### [What you are asked to do]
Extract each line of the listing below that contains the string "shed".

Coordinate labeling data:
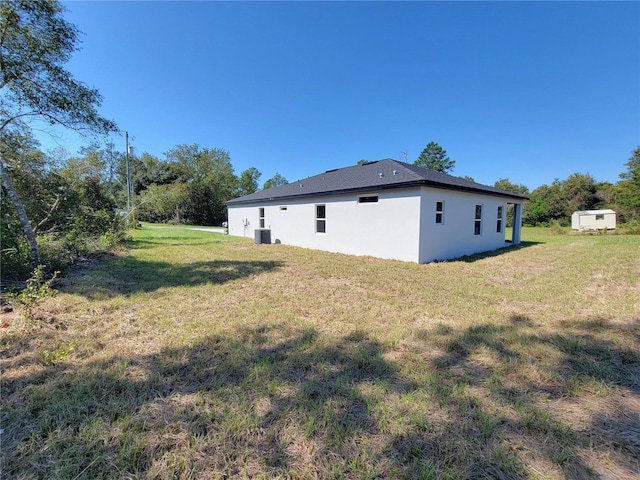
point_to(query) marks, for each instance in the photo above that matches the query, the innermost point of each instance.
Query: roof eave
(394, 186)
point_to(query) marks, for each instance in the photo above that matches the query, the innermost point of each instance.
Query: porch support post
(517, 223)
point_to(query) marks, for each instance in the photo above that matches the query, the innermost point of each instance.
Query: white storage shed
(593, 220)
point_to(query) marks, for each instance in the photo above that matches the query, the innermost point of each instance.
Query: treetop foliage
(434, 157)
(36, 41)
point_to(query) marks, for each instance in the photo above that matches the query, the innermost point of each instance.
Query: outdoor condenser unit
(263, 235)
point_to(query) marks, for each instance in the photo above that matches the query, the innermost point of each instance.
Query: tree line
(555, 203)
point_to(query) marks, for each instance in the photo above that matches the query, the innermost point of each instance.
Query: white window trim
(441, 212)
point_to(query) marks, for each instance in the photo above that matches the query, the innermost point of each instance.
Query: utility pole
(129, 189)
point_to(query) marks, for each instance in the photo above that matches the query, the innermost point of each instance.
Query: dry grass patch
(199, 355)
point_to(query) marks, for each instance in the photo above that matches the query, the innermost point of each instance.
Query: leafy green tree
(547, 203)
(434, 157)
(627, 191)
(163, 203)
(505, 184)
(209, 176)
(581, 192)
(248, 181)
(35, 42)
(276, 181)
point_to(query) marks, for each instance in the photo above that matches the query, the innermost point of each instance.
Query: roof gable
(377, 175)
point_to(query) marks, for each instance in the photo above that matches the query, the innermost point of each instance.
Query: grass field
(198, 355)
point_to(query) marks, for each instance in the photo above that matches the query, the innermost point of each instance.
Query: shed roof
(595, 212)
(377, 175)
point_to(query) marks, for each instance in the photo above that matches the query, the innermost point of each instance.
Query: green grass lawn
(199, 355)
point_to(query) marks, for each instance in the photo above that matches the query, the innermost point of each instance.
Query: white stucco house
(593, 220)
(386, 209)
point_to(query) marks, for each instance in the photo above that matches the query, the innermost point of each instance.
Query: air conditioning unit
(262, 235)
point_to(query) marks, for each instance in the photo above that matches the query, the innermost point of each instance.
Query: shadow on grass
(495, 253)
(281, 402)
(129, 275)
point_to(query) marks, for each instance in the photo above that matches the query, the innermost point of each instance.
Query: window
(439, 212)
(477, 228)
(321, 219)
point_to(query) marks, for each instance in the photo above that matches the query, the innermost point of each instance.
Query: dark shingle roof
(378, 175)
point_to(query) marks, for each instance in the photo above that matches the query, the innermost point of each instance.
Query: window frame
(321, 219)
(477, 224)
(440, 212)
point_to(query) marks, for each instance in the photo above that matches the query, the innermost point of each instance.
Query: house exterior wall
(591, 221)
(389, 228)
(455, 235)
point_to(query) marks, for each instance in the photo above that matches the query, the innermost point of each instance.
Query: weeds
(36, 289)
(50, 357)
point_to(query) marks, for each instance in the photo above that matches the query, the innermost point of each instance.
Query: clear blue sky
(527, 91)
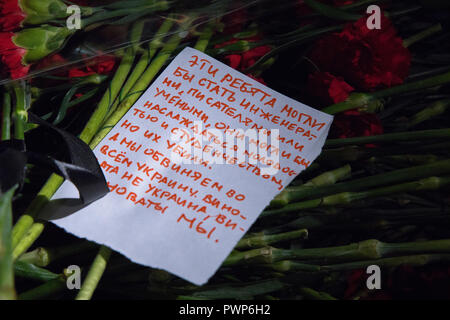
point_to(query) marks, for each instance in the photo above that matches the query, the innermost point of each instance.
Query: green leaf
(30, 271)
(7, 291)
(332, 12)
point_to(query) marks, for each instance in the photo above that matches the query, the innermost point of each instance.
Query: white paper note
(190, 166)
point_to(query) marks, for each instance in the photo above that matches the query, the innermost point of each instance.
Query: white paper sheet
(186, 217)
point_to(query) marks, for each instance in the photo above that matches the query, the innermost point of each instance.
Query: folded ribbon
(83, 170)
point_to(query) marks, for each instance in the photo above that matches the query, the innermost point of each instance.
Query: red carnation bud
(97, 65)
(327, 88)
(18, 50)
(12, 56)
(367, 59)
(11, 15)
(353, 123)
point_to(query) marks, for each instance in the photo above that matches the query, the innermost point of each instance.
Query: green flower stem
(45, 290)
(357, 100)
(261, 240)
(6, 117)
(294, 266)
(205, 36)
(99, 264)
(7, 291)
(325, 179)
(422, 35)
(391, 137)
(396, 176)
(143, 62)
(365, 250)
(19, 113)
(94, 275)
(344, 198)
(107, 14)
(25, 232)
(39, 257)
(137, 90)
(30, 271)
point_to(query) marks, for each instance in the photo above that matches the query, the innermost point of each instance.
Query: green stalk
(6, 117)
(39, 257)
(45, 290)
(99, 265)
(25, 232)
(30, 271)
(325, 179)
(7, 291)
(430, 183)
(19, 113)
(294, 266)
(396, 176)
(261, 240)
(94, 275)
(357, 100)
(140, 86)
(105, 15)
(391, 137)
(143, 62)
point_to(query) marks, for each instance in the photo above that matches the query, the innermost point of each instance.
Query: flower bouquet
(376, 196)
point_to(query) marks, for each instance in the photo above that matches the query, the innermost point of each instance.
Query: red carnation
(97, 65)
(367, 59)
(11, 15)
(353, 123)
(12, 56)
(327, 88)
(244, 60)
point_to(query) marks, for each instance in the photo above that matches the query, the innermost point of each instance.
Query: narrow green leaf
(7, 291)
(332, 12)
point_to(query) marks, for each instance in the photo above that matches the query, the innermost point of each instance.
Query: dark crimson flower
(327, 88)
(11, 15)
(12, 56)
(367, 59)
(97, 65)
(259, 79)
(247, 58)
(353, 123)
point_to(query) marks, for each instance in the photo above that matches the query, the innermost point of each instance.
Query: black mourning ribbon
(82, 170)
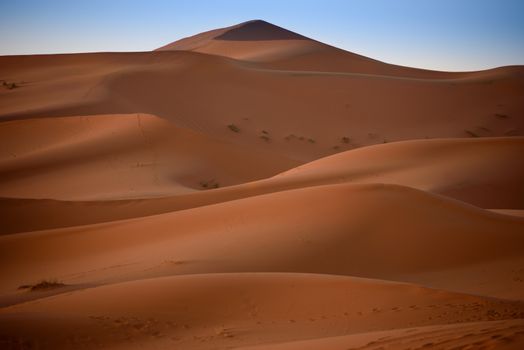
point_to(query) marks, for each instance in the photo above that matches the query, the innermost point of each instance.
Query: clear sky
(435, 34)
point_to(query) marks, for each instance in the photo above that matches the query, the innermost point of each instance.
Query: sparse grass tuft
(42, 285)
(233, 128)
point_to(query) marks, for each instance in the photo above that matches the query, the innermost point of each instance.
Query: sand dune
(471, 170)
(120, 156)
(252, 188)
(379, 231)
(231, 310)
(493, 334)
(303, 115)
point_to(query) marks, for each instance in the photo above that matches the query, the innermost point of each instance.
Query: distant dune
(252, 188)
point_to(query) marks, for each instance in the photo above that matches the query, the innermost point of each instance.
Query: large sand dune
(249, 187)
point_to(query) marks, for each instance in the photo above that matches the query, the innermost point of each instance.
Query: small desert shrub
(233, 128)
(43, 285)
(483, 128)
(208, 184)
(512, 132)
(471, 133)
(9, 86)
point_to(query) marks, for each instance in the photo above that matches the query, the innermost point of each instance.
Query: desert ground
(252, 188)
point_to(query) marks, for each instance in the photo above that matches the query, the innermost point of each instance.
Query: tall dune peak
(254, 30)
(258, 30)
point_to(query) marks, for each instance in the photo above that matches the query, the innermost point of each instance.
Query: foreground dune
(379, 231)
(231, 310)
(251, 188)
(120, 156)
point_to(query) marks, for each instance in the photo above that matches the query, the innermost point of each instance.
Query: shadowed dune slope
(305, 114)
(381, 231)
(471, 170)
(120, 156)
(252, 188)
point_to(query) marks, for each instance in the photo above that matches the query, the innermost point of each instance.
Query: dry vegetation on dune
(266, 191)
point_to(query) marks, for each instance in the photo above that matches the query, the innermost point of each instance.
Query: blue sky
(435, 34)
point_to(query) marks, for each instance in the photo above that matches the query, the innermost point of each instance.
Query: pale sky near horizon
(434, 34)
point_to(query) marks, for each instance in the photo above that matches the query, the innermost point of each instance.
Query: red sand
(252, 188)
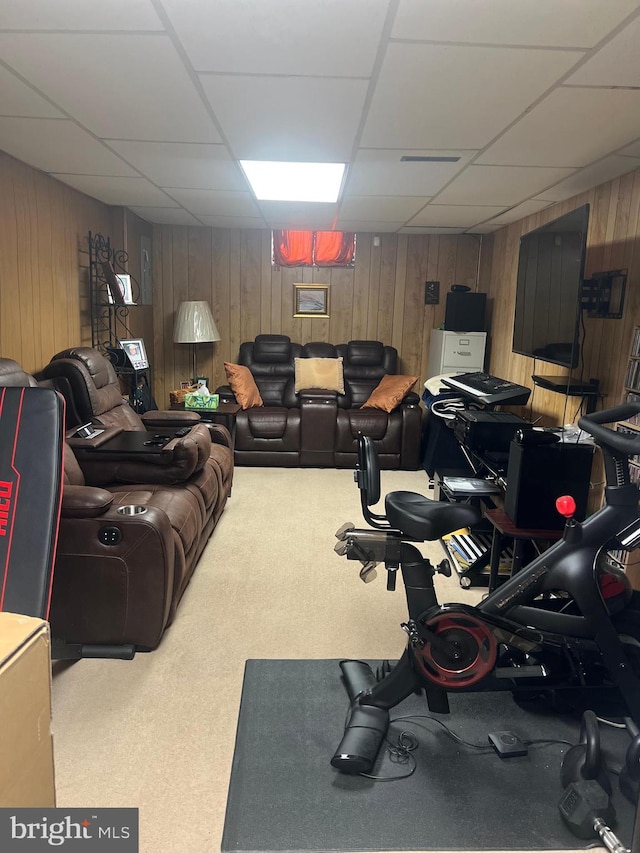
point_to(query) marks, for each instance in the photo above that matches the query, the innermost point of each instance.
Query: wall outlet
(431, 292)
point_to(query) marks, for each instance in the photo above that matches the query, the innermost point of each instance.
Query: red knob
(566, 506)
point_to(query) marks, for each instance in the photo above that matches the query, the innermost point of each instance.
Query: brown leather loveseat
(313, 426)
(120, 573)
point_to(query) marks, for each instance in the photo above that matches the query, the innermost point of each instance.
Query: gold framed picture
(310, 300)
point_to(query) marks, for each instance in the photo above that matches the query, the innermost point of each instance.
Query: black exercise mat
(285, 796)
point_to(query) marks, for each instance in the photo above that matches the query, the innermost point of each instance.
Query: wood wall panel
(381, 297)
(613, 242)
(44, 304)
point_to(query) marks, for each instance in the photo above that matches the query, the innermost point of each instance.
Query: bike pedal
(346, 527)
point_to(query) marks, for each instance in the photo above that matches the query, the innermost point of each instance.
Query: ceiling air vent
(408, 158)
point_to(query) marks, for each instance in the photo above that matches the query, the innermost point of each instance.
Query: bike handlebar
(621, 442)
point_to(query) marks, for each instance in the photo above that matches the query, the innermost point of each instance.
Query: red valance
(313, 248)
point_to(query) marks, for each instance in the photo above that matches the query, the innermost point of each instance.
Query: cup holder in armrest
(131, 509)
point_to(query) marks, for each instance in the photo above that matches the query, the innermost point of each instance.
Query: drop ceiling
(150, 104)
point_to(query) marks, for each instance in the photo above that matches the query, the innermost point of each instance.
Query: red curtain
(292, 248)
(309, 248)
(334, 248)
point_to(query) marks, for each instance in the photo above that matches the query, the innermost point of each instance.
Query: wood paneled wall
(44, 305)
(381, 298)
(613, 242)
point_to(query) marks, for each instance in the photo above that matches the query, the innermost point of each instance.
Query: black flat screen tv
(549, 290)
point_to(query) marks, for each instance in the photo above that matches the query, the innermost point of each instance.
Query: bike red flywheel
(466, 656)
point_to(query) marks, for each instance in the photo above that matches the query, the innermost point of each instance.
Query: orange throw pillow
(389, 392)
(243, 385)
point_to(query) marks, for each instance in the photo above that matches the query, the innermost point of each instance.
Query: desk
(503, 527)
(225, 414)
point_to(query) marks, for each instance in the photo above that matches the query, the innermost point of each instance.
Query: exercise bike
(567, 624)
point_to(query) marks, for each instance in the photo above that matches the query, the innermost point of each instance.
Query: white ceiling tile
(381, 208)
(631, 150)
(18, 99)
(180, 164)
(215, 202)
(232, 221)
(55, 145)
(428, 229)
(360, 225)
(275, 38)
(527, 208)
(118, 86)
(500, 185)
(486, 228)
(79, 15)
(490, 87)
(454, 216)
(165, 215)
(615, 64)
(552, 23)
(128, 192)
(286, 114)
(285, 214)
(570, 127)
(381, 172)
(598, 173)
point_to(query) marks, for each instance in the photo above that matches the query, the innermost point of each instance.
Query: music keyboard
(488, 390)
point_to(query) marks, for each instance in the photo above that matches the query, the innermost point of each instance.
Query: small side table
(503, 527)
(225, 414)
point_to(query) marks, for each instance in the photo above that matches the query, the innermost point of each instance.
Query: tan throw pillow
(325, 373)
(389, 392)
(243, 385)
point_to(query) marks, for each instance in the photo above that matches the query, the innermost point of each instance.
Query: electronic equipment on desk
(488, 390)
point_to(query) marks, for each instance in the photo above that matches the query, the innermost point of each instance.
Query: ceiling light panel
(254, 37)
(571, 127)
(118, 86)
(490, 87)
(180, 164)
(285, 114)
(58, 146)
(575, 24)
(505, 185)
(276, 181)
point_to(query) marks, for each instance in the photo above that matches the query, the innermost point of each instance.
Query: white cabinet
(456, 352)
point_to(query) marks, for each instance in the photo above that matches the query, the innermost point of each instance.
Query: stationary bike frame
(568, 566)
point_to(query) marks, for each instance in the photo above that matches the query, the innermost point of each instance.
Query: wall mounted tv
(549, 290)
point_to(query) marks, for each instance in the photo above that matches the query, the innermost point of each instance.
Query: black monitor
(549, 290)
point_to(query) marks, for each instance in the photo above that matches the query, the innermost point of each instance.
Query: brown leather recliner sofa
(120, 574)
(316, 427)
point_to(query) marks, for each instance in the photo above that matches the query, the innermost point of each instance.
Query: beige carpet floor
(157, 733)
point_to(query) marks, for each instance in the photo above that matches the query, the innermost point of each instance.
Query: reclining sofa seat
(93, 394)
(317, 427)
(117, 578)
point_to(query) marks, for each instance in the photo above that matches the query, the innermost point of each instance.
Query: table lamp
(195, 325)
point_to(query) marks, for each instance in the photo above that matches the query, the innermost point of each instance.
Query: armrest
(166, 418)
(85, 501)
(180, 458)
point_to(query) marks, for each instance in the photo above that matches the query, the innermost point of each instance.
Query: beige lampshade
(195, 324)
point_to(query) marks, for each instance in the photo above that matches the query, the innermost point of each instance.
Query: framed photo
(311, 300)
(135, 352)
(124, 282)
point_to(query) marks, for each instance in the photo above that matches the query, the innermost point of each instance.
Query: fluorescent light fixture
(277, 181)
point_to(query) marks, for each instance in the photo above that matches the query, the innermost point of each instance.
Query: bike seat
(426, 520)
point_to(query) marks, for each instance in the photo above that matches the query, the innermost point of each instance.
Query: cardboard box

### [Response below]
Query: white storage shed
Query: shed roof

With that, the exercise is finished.